▽
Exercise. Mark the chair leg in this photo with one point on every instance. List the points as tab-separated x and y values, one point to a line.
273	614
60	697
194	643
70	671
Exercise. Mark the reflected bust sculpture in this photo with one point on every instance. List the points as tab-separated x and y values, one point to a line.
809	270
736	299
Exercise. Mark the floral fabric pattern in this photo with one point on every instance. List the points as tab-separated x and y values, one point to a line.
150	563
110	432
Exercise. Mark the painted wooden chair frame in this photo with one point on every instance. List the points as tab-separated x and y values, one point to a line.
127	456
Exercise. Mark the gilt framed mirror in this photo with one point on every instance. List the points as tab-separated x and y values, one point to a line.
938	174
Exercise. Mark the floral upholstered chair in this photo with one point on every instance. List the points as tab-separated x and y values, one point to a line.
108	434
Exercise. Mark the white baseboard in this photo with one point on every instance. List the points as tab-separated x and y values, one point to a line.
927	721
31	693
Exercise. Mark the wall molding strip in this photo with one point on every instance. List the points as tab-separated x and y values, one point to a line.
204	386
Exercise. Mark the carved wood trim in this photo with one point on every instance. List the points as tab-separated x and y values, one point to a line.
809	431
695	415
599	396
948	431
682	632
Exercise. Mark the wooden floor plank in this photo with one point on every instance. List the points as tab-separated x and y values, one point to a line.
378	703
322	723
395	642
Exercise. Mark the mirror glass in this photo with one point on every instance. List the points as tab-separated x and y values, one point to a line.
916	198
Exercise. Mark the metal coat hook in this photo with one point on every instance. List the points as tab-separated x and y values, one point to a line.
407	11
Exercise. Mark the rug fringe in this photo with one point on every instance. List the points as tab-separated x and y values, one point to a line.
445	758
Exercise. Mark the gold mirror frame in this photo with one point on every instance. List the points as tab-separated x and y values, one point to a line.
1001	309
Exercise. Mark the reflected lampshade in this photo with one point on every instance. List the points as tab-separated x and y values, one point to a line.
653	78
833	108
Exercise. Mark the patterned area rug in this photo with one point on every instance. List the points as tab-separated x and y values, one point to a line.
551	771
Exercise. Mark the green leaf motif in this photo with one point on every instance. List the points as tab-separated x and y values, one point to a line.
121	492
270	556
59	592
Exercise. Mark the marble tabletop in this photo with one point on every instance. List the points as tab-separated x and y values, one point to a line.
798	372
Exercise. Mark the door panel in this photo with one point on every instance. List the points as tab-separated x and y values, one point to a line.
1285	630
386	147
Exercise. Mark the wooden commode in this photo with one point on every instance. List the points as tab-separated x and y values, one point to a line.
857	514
△
= Given task =
Copy all the records above exactly, missing none.

= Full solution =
Exercise. Mark the chair leg in this photo with one point on every instance. List the points as tab-separated x and y values, one point to a line.
273	614
60	697
194	643
70	671
Exercise. Mark the reflected bust sculpture in this photo with one point on every instance. List the points as tab-separated x and y values, one point to a line.
809	270
736	299
Exercise. Mark the floral fabric pattern in this photo with one point on every instance. List the points as tab-separated x and y values, one point to a line.
150	563
110	432
Exercise. Mark the painted wooden chair frame in this photo with one point on every instance. List the points as tab-separated x and y values, one point to a line.
127	456
Exercise. Mark the gilt framed mirror in this photo with one point on every instance. List the points as tab-separated x and y values, one point to a line.
938	174
Exercise. Mark the floral upholstered chair in this photo with one point on every instance. List the points as tab-separated x and y values, one point to a line.
108	434
Exercise. Mark the white baseboard in this photo with one point on every instance. List the points as tab-separated x and y values, one point to a line.
927	721
31	693
Exercise. Mark the wall molding strip in this photo with one point on every instance. List the points as tab-separated x and y values, one point to a line.
204	386
Exercise. Mark the carved wood trim in this photo with one point on every instance. List the points as tab-separated x and y values, one point to a line.
809	431
695	415
599	396
948	431
682	632
Exercise. Mark the wooden floor plank in this photo with one point on every instance. List the points as tab-separated x and y values, one point to a line.
378	703
322	723
395	642
Exercise. Mark the mirror glass in this photo with one point on every instance. List the points as tab-separated x and y values, one point to a line.
916	198
Exercise. Mark the metal coat hook in this photo with one point on every instance. List the points as tab-separated x and y values, one point to a line.
407	11
Exercise. Mark the rug fringe in this photo with one point on every instance. List the points as tab-separated x and y values, one point to a line.
445	758
Exercise. Mark the gold mirror frame in this photo with one point on every instance. List the points as tab-separated x and y values, one point to a line.
1001	309
Exercise. Mark the reflected lampshade in this photo with one point on every instance. List the points as tab-separated x and y values, one point to a line.
653	78
833	108
Exercise. Mark the patterned area rug in this photo with one point on every instance. List the points as tab-separated x and y values, one point to a line.
551	771
Exercise. Mark the green leaf motif in this photo with one point on every instance. List the points as tab-separated x and y values, one point to a line.
121	492
270	556
59	592
Exercise. Mark the marble tabletop in this photo with one point on every instance. List the points as tab-separated x and y values, one point to a line.
798	372
Exercise. Mark the door panel in this photo with one point on every instance. List the points as tab-separated x and y values, one point to a line.
1285	630
386	147
Exercise. Mark the wooden commode in this photo with one point on every instance. List the points as tab-separated x and y values, one point to a line.
857	514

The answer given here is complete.